● **WHAT YOU HAVE TO DO**
Across the whole listing, filter for the string "jacket" and copy every line that has it.

★ ★ ★

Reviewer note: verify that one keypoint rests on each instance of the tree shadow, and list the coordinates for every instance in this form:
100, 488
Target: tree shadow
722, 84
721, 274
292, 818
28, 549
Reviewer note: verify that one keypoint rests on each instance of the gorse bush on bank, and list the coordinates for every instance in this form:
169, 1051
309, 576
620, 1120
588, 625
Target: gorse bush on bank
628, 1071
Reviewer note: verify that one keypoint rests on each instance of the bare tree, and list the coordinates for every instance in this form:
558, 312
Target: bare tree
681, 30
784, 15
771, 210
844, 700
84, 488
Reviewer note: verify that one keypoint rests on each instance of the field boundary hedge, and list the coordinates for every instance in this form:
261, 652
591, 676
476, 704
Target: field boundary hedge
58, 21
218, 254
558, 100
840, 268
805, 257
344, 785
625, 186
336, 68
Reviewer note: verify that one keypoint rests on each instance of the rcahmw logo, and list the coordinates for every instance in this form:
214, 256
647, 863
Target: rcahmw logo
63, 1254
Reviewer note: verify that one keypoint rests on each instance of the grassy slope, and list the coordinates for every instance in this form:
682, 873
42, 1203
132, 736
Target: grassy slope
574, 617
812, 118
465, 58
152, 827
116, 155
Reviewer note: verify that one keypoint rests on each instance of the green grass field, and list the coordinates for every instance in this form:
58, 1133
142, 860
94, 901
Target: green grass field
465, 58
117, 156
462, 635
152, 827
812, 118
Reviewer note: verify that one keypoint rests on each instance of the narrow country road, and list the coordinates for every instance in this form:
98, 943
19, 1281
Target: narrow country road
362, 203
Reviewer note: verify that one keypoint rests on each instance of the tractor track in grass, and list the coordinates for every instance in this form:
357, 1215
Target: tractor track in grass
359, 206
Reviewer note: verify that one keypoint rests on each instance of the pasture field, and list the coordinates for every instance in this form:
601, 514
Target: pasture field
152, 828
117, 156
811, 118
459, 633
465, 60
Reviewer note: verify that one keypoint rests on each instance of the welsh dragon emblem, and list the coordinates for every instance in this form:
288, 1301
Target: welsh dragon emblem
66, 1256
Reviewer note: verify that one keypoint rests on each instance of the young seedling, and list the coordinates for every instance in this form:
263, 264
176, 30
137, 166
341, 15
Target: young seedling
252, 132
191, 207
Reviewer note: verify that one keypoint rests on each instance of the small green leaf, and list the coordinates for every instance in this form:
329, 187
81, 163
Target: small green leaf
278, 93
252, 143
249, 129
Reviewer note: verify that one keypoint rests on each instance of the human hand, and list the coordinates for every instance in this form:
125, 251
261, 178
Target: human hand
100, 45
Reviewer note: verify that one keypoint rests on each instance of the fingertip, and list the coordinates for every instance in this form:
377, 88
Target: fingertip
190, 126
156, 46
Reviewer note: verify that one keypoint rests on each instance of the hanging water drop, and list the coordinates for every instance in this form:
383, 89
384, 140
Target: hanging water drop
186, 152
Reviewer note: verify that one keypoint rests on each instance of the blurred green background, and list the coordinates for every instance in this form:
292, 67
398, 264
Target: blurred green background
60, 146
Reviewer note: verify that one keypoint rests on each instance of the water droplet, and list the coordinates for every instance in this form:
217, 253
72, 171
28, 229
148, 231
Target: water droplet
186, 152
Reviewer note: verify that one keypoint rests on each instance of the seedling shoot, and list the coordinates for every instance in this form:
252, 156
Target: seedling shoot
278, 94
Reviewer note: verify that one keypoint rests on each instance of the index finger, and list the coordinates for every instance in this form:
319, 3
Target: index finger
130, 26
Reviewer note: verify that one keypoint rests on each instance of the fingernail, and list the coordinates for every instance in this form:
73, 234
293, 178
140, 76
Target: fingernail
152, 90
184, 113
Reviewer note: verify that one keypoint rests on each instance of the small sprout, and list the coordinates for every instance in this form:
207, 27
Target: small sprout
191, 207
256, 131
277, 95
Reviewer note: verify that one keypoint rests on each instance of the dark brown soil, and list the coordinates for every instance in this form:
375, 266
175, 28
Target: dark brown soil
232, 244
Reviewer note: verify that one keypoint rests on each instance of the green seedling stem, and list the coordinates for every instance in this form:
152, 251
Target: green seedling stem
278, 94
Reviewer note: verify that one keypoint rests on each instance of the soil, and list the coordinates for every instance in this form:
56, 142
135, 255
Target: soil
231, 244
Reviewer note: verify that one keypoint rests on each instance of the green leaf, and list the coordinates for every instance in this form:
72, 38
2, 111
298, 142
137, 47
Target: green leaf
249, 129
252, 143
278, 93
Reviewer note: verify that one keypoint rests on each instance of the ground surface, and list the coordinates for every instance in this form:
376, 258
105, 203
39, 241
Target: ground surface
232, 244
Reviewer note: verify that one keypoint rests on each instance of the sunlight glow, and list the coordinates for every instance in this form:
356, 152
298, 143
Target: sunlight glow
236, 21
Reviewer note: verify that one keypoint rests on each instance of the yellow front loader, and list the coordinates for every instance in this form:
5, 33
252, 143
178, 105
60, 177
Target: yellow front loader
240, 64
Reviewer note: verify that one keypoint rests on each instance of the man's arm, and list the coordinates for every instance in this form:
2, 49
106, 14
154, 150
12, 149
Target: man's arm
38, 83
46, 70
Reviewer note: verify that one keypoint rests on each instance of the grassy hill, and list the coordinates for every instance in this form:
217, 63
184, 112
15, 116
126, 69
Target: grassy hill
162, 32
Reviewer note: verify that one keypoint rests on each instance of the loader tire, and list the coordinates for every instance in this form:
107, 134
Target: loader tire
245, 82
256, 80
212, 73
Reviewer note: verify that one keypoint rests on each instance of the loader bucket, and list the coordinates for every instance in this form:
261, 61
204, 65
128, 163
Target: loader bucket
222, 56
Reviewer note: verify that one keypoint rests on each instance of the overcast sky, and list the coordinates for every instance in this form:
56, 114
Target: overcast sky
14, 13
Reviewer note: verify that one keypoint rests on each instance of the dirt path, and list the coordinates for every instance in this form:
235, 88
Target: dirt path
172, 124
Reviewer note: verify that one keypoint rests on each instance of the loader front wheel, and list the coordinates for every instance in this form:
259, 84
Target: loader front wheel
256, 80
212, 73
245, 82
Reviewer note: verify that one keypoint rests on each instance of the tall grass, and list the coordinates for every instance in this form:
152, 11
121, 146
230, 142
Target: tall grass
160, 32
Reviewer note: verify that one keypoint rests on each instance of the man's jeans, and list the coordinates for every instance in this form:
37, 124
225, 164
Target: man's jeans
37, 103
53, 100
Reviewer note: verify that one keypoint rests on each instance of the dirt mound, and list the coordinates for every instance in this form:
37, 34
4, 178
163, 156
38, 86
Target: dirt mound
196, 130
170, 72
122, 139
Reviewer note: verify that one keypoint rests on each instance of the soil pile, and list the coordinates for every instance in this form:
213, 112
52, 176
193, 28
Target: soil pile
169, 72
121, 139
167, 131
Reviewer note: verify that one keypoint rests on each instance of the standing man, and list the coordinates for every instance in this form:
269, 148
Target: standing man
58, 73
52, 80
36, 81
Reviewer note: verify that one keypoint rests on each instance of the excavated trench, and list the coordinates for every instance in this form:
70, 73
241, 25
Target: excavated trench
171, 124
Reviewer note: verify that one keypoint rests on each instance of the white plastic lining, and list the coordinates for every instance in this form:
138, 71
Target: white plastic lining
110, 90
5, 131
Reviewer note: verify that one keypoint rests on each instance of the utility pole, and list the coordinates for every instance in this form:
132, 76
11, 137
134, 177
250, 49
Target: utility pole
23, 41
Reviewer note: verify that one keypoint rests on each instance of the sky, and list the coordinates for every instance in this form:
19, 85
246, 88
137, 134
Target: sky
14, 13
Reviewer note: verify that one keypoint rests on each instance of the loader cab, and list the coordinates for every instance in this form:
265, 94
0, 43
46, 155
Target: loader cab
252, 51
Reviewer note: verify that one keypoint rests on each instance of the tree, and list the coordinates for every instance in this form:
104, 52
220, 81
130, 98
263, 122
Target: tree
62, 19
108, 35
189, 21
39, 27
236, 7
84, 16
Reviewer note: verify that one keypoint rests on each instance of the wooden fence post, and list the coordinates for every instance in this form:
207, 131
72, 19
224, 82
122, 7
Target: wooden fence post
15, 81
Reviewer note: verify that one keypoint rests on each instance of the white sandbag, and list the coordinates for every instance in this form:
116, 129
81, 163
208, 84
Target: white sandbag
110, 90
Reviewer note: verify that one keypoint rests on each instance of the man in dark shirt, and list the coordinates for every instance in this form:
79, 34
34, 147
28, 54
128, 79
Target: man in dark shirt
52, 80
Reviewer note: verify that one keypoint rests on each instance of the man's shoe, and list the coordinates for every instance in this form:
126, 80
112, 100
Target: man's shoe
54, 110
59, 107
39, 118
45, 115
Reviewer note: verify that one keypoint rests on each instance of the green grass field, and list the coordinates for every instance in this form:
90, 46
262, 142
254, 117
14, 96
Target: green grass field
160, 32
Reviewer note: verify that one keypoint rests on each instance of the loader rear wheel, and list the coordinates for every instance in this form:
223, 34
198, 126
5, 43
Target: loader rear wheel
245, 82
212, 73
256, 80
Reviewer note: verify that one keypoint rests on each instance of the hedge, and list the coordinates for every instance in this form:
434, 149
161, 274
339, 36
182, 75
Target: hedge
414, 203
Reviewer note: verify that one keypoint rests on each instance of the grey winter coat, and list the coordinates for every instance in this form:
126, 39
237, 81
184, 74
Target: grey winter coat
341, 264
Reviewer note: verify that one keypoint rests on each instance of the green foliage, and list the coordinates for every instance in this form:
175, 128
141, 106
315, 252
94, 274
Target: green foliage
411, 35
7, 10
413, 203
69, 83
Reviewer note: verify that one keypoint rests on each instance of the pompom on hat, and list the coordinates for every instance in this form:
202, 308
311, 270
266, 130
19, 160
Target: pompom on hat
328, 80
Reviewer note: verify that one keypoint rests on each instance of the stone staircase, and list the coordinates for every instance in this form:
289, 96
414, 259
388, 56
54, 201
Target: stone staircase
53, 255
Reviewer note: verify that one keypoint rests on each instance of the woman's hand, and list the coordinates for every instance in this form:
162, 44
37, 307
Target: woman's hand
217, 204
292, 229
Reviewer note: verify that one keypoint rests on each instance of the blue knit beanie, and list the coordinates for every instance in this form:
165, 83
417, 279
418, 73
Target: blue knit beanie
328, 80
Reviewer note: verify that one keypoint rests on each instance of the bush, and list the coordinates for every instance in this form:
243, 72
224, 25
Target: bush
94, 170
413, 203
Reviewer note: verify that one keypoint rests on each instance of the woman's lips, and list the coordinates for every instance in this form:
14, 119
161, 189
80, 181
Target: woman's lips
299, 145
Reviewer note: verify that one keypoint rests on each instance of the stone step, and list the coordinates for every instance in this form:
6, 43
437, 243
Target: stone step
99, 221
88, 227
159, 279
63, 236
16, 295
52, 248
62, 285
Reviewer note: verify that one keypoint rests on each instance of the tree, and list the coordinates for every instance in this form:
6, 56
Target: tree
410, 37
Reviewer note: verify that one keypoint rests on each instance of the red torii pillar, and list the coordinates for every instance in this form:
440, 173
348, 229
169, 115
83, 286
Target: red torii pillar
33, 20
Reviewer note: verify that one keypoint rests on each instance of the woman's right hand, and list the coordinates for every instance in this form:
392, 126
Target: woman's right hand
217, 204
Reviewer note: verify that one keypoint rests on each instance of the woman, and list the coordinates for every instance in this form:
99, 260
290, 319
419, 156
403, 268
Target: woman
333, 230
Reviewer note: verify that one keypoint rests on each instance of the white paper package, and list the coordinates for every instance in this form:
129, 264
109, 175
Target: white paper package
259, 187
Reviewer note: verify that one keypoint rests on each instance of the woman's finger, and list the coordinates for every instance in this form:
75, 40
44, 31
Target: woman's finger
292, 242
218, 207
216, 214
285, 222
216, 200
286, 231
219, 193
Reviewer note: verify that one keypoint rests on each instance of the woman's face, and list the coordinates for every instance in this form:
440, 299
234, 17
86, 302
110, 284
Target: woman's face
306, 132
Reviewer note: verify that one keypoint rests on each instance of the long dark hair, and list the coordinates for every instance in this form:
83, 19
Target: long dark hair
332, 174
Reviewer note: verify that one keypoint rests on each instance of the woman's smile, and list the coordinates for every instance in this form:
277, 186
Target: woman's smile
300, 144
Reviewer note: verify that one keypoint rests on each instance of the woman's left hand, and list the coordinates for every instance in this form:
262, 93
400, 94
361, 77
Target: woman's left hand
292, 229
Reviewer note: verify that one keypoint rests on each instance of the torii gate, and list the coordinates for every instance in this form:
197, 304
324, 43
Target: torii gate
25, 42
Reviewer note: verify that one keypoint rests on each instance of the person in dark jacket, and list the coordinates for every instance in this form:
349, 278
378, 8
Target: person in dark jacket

★ ★ ★

● **FINISHED TASK**
Reviewer note: verify that one keypoint rests on each instance of the person in dark jacket, and list the coordinates for every instance in this form:
Target: person in dark jacket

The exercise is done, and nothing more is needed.